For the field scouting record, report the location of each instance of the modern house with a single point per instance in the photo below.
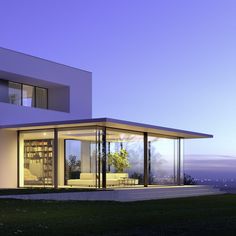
(49, 138)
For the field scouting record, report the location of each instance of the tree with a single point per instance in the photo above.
(189, 180)
(119, 160)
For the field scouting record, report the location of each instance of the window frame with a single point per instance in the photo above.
(34, 95)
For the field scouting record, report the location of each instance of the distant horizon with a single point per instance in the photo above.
(166, 63)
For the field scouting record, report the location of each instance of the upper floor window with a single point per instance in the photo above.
(41, 97)
(23, 94)
(28, 96)
(14, 93)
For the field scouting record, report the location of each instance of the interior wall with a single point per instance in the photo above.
(85, 157)
(8, 159)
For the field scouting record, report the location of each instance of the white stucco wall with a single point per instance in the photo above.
(74, 99)
(8, 159)
(32, 70)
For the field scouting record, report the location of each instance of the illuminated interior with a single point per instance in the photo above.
(94, 158)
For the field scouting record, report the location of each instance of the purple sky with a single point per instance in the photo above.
(164, 62)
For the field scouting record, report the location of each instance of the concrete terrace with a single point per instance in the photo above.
(124, 195)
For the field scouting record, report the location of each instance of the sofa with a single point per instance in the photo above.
(112, 179)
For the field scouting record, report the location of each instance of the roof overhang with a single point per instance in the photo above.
(111, 123)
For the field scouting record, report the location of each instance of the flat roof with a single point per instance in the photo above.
(111, 123)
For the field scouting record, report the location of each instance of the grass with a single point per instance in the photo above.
(208, 215)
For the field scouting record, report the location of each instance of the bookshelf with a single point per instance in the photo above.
(38, 160)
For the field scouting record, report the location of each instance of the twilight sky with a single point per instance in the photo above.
(163, 62)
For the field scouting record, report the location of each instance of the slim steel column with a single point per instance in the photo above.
(179, 161)
(55, 158)
(104, 157)
(146, 165)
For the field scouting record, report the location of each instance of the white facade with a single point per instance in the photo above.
(69, 89)
(69, 98)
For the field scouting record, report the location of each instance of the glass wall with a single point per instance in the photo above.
(91, 157)
(77, 158)
(163, 160)
(125, 159)
(36, 158)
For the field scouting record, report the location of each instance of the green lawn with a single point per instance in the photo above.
(210, 215)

··········

Reproduce literalmente las líneas de los datos, comenzando en la que contiene "the white facade" y terminando al final de los datos, ambos extremos incluidos.

For the field scouting record, report the location of each instance of the white facade with a single point per instance in the photo above.
(69, 89)
(69, 98)
For the field scouting record, report the location of each instance of the glass wall with a single point per instance in the photo above.
(91, 157)
(77, 158)
(163, 160)
(125, 159)
(36, 158)
For the field scouting record, report the location of each instance of the green lawn with a single point per instance in the photo above.
(210, 215)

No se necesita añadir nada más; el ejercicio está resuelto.